■ WORK ITEM ■
In the entries below, every line with the string "front" is to be reported.

Segment Start: INFORMATION

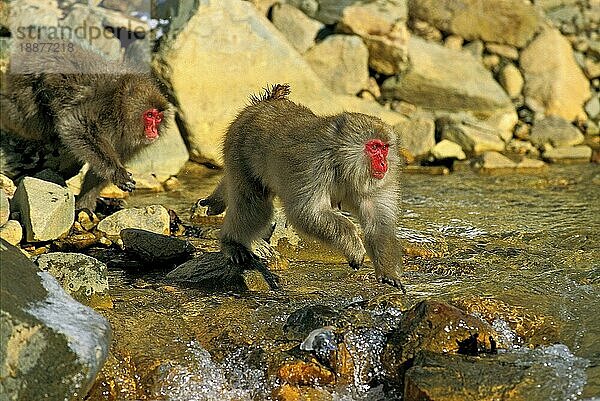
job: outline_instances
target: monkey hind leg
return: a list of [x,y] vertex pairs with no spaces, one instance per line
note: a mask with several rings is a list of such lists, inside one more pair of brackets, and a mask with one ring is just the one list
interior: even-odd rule
[[94,211],[94,209],[96,209],[96,200],[100,195],[100,191],[107,183],[107,180],[96,175],[92,170],[89,170],[81,185],[81,191],[75,201],[75,207],[77,209],[89,209]]
[[262,188],[239,185],[229,193],[228,212],[221,229],[221,252],[234,263],[246,263],[256,256],[252,241],[269,228],[273,216],[273,198]]
[[207,216],[214,216],[217,214],[221,214],[227,208],[227,202],[226,202],[225,198],[226,198],[225,183],[224,183],[224,180],[221,180],[221,182],[219,182],[219,185],[217,185],[217,188],[215,188],[215,190],[213,191],[212,194],[210,194],[207,198],[198,199],[198,201],[192,208],[192,213],[195,212],[195,210],[198,207],[202,206],[202,207],[207,207],[207,210],[206,210]]

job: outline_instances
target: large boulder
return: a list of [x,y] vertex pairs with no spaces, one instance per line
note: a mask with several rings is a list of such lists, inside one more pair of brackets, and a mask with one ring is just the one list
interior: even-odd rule
[[467,40],[523,47],[537,31],[540,17],[522,0],[409,0],[411,18]]
[[81,400],[111,340],[106,319],[0,240],[0,398]]
[[556,29],[546,29],[521,52],[523,93],[529,102],[568,121],[585,116],[590,85],[577,65],[569,41]]
[[409,70],[383,82],[385,97],[426,109],[473,111],[480,115],[512,109],[502,87],[471,54],[411,37],[408,55]]
[[574,146],[583,143],[583,134],[568,121],[550,116],[533,124],[529,141],[538,147],[550,144],[554,147]]
[[150,205],[119,210],[98,223],[96,229],[109,239],[117,240],[121,238],[121,231],[126,228],[168,235],[170,224],[171,219],[167,209],[161,205]]
[[357,1],[341,12],[337,28],[363,39],[372,69],[393,75],[406,67],[409,32],[404,0]]
[[354,35],[330,35],[304,58],[334,92],[356,95],[369,82],[369,51]]
[[315,45],[317,34],[325,25],[308,17],[289,4],[275,4],[272,11],[273,25],[300,53],[305,53]]
[[202,2],[185,27],[163,43],[155,67],[175,96],[191,157],[220,164],[220,142],[249,95],[267,84],[291,85],[291,100],[322,114],[402,117],[374,103],[333,95],[308,63],[250,2]]
[[69,231],[75,220],[73,193],[33,177],[21,180],[11,206],[21,214],[29,242],[57,239]]

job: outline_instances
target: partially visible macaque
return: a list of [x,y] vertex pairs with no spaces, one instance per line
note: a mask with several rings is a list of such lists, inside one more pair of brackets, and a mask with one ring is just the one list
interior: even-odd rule
[[[368,254],[378,280],[401,287],[393,128],[359,113],[316,116],[289,91],[274,85],[253,96],[227,131],[224,177],[197,202],[209,215],[227,208],[221,251],[234,263],[254,257],[250,244],[268,230],[278,196],[296,229],[340,249],[353,268]],[[340,205],[358,218],[364,245]]]
[[18,69],[3,75],[0,128],[60,140],[89,163],[77,207],[93,209],[106,183],[135,188],[124,163],[161,135],[168,103],[149,73],[93,49],[69,49],[19,60]]

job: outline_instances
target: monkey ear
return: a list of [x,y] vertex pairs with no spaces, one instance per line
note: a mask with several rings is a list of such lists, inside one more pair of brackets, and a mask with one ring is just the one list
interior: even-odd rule
[[348,124],[348,114],[346,112],[340,113],[333,119],[333,128],[336,132],[340,132]]

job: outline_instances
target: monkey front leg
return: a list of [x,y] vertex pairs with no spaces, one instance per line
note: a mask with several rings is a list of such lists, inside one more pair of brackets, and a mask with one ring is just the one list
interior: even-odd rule
[[395,207],[395,200],[377,202],[365,199],[360,204],[359,219],[377,280],[406,292],[401,282],[402,248],[396,236]]
[[133,191],[135,181],[123,166],[119,152],[108,138],[97,135],[90,125],[59,119],[61,141],[79,160],[89,163],[97,177],[113,182],[123,191]]
[[331,209],[330,202],[284,202],[286,214],[294,227],[322,242],[340,249],[353,269],[364,262],[366,251],[356,226]]

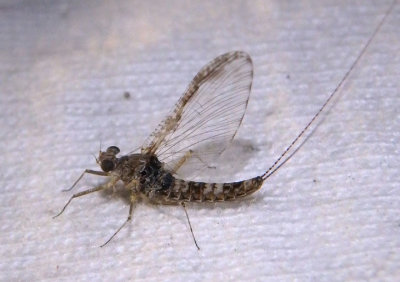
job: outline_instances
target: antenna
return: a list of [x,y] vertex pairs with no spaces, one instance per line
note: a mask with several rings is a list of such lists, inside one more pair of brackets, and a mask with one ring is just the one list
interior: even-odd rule
[[[371,37],[368,39],[367,43],[364,45],[362,48],[360,54],[357,56],[357,58],[354,60],[353,64],[349,68],[349,70],[346,72],[346,74],[343,76],[343,78],[340,80],[339,84],[336,86],[336,88],[332,91],[332,93],[329,95],[328,99],[326,99],[325,103],[322,105],[322,107],[318,110],[318,112],[313,116],[313,118],[310,120],[310,122],[303,128],[303,130],[300,132],[299,135],[292,141],[292,143],[283,151],[283,153],[279,156],[279,158],[276,159],[276,161],[273,163],[273,165],[261,176],[263,180],[267,179],[270,177],[272,174],[275,173],[283,164],[285,164],[299,149],[299,147],[291,154],[289,155],[286,159],[282,161],[282,163],[279,164],[281,159],[292,149],[292,147],[297,143],[297,141],[308,131],[310,128],[311,124],[314,123],[314,121],[317,119],[317,117],[320,115],[320,113],[326,108],[326,106],[329,104],[329,102],[332,100],[332,98],[335,96],[335,94],[338,93],[338,91],[341,89],[343,83],[347,80],[349,77],[350,73],[354,70],[354,68],[357,66],[359,63],[360,59],[363,57],[365,54],[366,50],[368,49],[368,46],[371,44],[372,40],[375,38],[376,34],[379,32],[381,29],[383,23],[385,22],[387,16],[390,14],[390,12],[393,10],[393,7],[396,4],[396,0],[392,2],[390,7],[388,8],[387,12],[383,16],[382,20],[379,22],[378,26],[375,28],[374,32],[372,33]],[[300,145],[301,146],[301,145]],[[278,165],[279,164],[279,165]],[[277,166],[278,165],[278,166]]]

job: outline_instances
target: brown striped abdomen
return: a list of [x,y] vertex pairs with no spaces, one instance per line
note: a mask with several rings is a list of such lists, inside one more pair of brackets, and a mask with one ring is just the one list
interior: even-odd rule
[[183,202],[232,201],[254,193],[261,188],[260,176],[231,183],[205,183],[176,179],[168,191],[166,200]]

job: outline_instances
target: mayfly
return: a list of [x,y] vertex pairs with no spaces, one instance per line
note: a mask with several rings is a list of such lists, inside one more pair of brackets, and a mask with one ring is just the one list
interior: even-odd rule
[[[132,219],[135,202],[145,199],[154,204],[182,205],[194,243],[200,249],[185,203],[233,201],[259,190],[263,182],[293,155],[293,153],[291,155],[288,153],[338,92],[389,12],[385,14],[350,69],[322,107],[262,175],[230,183],[205,183],[183,180],[177,174],[188,160],[195,160],[200,166],[206,166],[209,160],[220,155],[233,140],[243,120],[253,80],[253,64],[247,53],[229,52],[218,56],[199,71],[171,114],[161,122],[141,147],[140,153],[118,157],[120,149],[116,146],[108,147],[106,151],[100,150],[96,160],[102,171],[86,169],[68,190],[74,188],[86,173],[108,176],[109,181],[74,194],[54,217],[61,215],[74,198],[103,189],[115,188],[116,183],[121,181],[130,192],[128,218],[102,246],[110,242]],[[207,150],[204,152],[197,151],[197,148],[210,142],[214,145],[206,146]],[[286,155],[288,156],[283,159]]]

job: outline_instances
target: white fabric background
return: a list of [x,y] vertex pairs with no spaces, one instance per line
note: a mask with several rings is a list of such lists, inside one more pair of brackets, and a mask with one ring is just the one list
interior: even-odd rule
[[[3,1],[1,280],[400,278],[400,6],[300,151],[240,202],[66,203],[92,154],[128,153],[209,60],[247,51],[254,84],[215,180],[261,174],[335,88],[390,1]],[[130,99],[123,93],[129,91]],[[228,165],[227,165],[228,164]],[[104,181],[88,176],[75,191]]]

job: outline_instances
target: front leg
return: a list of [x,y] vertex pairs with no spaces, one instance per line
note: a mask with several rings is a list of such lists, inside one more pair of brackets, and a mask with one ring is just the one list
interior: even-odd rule
[[118,181],[118,179],[111,179],[106,184],[99,185],[97,187],[90,188],[88,190],[85,190],[85,191],[82,191],[82,192],[79,192],[79,193],[76,193],[76,194],[72,195],[72,197],[68,200],[68,202],[65,204],[63,209],[57,215],[53,216],[53,218],[56,218],[56,217],[60,216],[65,211],[65,209],[68,207],[68,205],[71,203],[71,201],[74,198],[78,198],[80,196],[84,196],[84,195],[87,195],[87,194],[90,194],[90,193],[93,193],[93,192],[96,192],[96,191],[100,191],[100,190],[103,190],[103,189],[107,189],[107,188],[113,187],[117,181]]
[[79,176],[79,178],[74,182],[74,184],[71,186],[71,188],[64,189],[63,191],[64,192],[71,191],[76,186],[76,184],[78,184],[78,182],[82,179],[82,177],[85,175],[85,173],[90,173],[90,174],[100,175],[100,176],[108,176],[109,175],[107,172],[104,172],[104,171],[85,169],[85,171],[82,172],[81,176]]

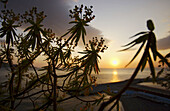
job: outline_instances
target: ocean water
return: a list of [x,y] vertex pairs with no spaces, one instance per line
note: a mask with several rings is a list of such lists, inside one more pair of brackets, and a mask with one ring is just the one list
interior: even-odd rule
[[[129,79],[134,68],[121,68],[121,69],[101,69],[100,74],[97,75],[97,83],[109,83],[109,82],[119,82]],[[156,73],[160,71],[160,68],[155,68]],[[136,78],[146,78],[150,75],[150,69],[146,68],[142,72],[139,71]]]
[[[92,73],[93,76],[97,77],[97,83],[103,84],[103,83],[110,83],[110,82],[119,82],[123,80],[127,80],[131,77],[131,75],[134,72],[134,68],[121,68],[121,69],[107,69],[107,68],[101,68],[99,74]],[[156,72],[158,72],[160,69],[156,68]],[[0,82],[3,82],[7,80],[6,75],[8,74],[9,69],[2,67],[0,69]],[[30,72],[33,72],[32,69],[30,69]],[[42,71],[39,72],[40,74],[43,73]],[[58,71],[58,74],[65,74],[62,71]],[[146,78],[150,76],[150,70],[148,68],[144,69],[143,72],[139,71],[136,78]]]

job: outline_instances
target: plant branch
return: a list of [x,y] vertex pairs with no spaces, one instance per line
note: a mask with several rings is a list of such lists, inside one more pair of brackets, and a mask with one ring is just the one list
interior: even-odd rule
[[116,94],[114,97],[110,98],[109,101],[103,102],[103,103],[101,104],[100,108],[99,108],[99,111],[103,111],[104,108],[105,108],[107,105],[109,105],[110,103],[112,103],[116,98],[119,98],[119,97],[127,90],[127,88],[130,86],[130,84],[133,82],[133,80],[135,79],[136,75],[138,74],[138,72],[139,72],[139,70],[140,70],[140,68],[141,68],[141,66],[142,66],[145,58],[148,56],[149,46],[150,46],[150,42],[151,42],[150,39],[151,39],[151,38],[149,37],[148,43],[147,43],[146,48],[145,48],[145,52],[144,52],[144,54],[143,54],[143,56],[142,56],[139,64],[137,65],[137,67],[136,67],[133,75],[131,76],[131,78],[130,78],[129,81],[127,82],[127,84],[124,86],[124,88],[123,88],[122,90],[120,90],[120,92],[119,92],[118,94]]

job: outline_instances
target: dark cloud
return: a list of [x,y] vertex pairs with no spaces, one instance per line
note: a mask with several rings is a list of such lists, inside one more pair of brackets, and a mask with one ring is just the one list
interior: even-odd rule
[[[17,13],[24,13],[36,6],[39,11],[44,11],[47,15],[44,26],[53,29],[58,36],[61,36],[71,27],[68,24],[71,21],[68,15],[72,8],[69,4],[72,2],[71,0],[9,0],[7,8]],[[0,4],[0,7],[3,7],[3,4]],[[89,26],[86,41],[94,36],[102,36],[102,32]]]
[[67,30],[70,21],[68,10],[71,7],[67,2],[68,0],[9,0],[7,8],[16,13],[24,13],[36,6],[47,15],[44,26],[61,35]]
[[170,35],[163,39],[159,39],[157,45],[159,50],[170,49]]

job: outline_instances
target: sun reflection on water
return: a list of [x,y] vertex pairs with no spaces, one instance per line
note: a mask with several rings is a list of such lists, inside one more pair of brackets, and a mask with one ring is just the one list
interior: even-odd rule
[[117,75],[117,71],[113,71],[113,75]]
[[112,82],[119,82],[119,78],[118,78],[118,72],[116,70],[113,70],[112,73]]

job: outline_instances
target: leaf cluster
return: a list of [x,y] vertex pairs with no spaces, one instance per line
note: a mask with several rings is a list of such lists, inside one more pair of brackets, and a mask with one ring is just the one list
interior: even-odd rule
[[121,51],[128,50],[128,49],[136,46],[137,44],[141,44],[140,48],[138,49],[138,51],[136,52],[136,54],[134,55],[132,60],[126,65],[126,66],[128,66],[139,55],[139,53],[141,52],[141,50],[144,48],[144,46],[146,44],[149,48],[147,50],[146,50],[146,48],[144,48],[144,50],[147,52],[147,55],[145,56],[144,60],[142,61],[141,71],[143,71],[143,69],[145,68],[146,63],[149,63],[151,75],[152,75],[153,79],[155,79],[156,73],[155,73],[153,60],[156,61],[157,57],[159,57],[159,59],[164,61],[168,66],[170,66],[170,65],[168,63],[168,60],[165,57],[163,57],[157,50],[156,36],[153,32],[154,24],[153,24],[152,20],[147,21],[147,28],[149,29],[149,31],[139,32],[139,33],[135,34],[134,36],[132,36],[131,38],[136,37],[136,36],[139,36],[139,37],[137,39],[133,40],[132,42],[128,43],[127,45],[124,45],[124,46],[129,46],[129,47],[125,48]]
[[[95,37],[86,44],[83,52],[79,52],[83,56],[72,56],[81,37],[85,44],[85,26],[88,26],[87,23],[94,16],[92,6],[75,6],[70,13],[75,19],[70,22],[74,24],[73,27],[63,36],[56,37],[52,29],[44,28],[46,15],[36,7],[22,15],[15,14],[12,10],[2,11],[0,37],[5,38],[6,42],[0,49],[0,65],[7,63],[10,70],[5,82],[7,87],[0,88],[5,91],[2,94],[4,98],[0,99],[0,104],[5,107],[0,106],[0,109],[9,107],[10,110],[15,110],[23,100],[27,100],[31,101],[34,110],[46,110],[50,106],[56,110],[57,103],[73,97],[78,99],[78,95],[83,93],[88,95],[96,81],[92,70],[99,73],[99,53],[104,52],[107,46],[104,45],[103,38],[98,40]],[[17,34],[17,28],[22,26],[23,33]],[[34,61],[41,55],[46,66],[38,69]],[[39,102],[42,98],[45,100]]]
[[136,52],[134,57],[131,59],[131,61],[126,66],[128,66],[131,62],[133,62],[133,60],[139,55],[140,51],[143,48],[144,48],[144,53],[142,54],[142,57],[141,57],[138,65],[137,65],[137,67],[135,68],[134,73],[132,74],[132,76],[128,80],[127,84],[116,95],[114,95],[114,93],[106,91],[107,94],[113,95],[113,96],[108,101],[103,102],[101,104],[99,111],[103,111],[106,106],[108,106],[109,104],[111,104],[112,102],[115,101],[115,104],[112,105],[112,107],[109,109],[111,111],[116,106],[116,104],[118,103],[121,95],[128,89],[130,84],[133,82],[133,80],[137,76],[139,70],[143,71],[147,63],[149,64],[149,68],[150,68],[151,76],[153,78],[153,82],[155,82],[156,78],[159,77],[159,75],[160,75],[159,73],[163,72],[163,70],[161,70],[156,75],[153,60],[156,61],[157,57],[159,57],[159,59],[163,63],[165,63],[168,67],[170,67],[170,64],[169,64],[167,58],[163,57],[157,50],[156,37],[155,37],[155,34],[153,32],[154,24],[153,24],[152,20],[147,21],[147,28],[148,28],[149,31],[139,32],[139,33],[135,34],[131,38],[137,37],[137,36],[139,36],[139,37],[124,46],[124,47],[128,46],[127,48],[120,50],[120,51],[126,51],[126,50],[128,50],[128,49],[130,49],[130,48],[132,48],[132,47],[134,47],[138,44],[141,44],[140,48],[138,49],[138,51]]

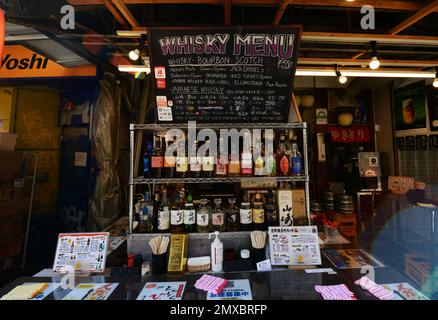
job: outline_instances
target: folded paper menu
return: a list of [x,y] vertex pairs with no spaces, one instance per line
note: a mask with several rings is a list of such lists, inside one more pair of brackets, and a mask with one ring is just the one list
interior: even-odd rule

Segment End: INFORMATION

■ ANSWER TO THE PROBLEM ■
target: monkey front leg
target: front leg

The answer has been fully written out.